EXERCISE PROMPT »
Every line in the listing below from the one with "Within each <instance>, any" through the one with "box: [0, 101, 426, 240]" is to be reproduced exactly, both ends included; leave out the rest.
[[ PROVIDED DATA, beginning ]]
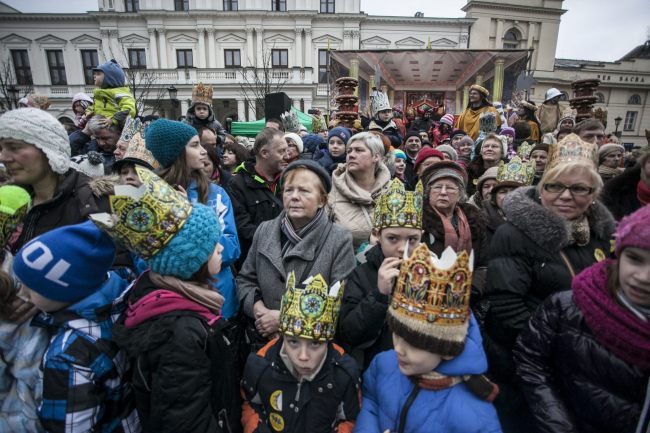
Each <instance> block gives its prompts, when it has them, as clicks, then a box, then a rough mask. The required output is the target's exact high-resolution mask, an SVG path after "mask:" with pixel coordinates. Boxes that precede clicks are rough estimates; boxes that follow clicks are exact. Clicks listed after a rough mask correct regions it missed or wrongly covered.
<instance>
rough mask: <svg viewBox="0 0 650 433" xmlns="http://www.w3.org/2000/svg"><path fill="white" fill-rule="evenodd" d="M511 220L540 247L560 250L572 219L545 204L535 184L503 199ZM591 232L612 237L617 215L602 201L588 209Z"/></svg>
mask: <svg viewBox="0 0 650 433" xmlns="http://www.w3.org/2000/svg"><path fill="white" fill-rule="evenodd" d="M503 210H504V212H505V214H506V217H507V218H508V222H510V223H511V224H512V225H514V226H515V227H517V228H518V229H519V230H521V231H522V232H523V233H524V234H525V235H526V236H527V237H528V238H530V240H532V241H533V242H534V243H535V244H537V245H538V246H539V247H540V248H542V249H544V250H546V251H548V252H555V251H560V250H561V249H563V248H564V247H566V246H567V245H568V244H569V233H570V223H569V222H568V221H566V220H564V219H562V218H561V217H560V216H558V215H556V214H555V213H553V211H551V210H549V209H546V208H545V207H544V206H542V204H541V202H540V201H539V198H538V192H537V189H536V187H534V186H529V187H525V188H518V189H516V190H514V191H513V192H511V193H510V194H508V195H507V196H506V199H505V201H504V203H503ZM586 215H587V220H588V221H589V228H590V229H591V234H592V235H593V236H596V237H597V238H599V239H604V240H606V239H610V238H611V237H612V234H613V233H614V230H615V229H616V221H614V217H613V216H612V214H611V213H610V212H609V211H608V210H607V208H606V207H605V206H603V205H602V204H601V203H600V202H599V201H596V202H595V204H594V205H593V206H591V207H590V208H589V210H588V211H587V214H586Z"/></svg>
[[ PROVIDED DATA, end ]]
[[ PROVIDED DATA, beginning ]]
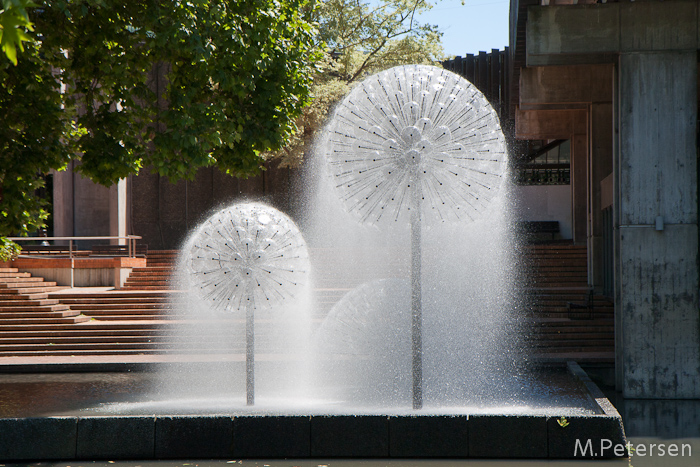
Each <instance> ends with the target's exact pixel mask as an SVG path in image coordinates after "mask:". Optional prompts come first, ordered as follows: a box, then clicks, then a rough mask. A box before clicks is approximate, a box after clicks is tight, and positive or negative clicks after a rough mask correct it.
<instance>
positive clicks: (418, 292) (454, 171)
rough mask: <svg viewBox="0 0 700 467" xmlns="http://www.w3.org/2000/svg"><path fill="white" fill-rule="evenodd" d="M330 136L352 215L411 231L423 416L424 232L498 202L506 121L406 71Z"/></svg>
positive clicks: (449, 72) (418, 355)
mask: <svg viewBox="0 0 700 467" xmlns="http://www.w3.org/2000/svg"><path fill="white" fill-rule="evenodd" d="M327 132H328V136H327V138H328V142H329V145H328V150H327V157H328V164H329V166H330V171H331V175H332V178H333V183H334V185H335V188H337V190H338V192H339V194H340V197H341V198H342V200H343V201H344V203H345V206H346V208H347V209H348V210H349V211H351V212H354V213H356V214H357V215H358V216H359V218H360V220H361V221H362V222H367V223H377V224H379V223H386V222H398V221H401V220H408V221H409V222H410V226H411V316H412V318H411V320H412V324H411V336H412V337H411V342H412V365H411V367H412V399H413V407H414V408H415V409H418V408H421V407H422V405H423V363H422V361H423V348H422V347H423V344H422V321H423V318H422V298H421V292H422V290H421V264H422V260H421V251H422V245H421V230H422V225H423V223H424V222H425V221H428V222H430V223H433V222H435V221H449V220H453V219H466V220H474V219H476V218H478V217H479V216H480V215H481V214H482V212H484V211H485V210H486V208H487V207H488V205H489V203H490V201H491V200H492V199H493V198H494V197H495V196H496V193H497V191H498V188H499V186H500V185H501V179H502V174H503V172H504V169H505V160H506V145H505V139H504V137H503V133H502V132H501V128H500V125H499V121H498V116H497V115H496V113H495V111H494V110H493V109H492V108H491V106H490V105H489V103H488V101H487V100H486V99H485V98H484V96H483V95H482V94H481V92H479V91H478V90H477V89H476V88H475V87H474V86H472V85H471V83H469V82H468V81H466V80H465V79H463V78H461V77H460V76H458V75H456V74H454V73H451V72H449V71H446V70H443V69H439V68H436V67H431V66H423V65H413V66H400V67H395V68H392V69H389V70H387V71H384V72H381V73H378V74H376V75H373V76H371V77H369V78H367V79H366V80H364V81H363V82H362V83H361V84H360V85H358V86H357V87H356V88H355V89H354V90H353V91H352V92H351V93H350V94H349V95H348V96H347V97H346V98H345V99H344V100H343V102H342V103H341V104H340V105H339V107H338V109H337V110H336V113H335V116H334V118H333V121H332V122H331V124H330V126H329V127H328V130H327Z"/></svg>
[[ PROVIDED DATA, end ]]
[[ PROVIDED DATA, beginning ]]
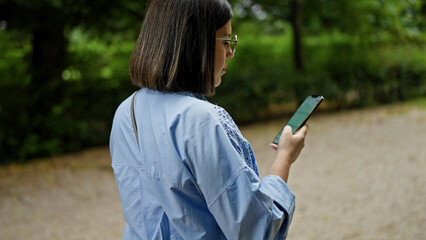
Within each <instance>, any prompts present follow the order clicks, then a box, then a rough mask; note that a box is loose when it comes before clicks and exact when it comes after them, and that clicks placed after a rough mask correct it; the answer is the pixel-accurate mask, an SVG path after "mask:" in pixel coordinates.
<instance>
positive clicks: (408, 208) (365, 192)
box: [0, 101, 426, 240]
[[ PROVIDED DATA, end ]]
ANSWER SPACE »
Within each <instance>, any prompts present follow the order clicks, then a box, then a rough mask; note that a box is loose when it comes before clicks and exact when it comes after them, and that clicks placed after a rough mask correct it; the answer is the pixel-accurate mask, an SVG path after "mask:" in pixel coordinates.
<instance>
positive clicks: (408, 208) (365, 192)
box: [0, 101, 426, 240]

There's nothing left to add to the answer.